Dataset excerpt:
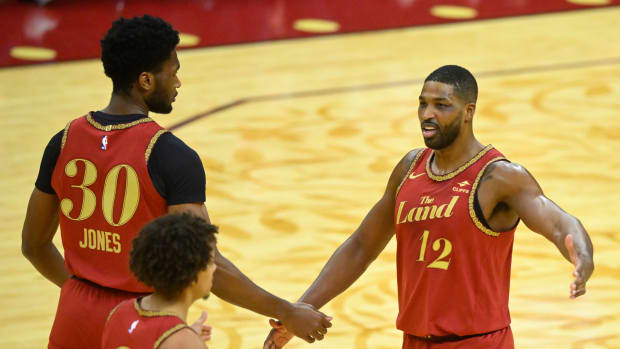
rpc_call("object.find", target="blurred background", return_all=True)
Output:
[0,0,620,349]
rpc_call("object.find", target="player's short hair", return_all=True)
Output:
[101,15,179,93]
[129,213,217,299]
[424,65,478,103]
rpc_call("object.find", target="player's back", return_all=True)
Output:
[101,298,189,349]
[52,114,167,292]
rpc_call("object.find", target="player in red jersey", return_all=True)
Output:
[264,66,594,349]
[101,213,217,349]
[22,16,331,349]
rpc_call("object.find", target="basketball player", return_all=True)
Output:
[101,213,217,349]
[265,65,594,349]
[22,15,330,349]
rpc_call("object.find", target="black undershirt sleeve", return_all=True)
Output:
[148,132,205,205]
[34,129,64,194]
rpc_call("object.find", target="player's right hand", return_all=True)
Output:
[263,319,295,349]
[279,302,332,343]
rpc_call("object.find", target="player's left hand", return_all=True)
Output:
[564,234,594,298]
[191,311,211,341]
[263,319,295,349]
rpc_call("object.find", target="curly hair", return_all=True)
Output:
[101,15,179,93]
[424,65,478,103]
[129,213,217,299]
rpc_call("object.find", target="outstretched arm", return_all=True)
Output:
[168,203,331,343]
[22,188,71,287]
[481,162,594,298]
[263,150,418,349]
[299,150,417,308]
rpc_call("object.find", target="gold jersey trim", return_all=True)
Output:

[WHAT THE TASK ASKS]
How many lines of the entries above contain the string "find"? Reply with the number only.

[ANSWER]
11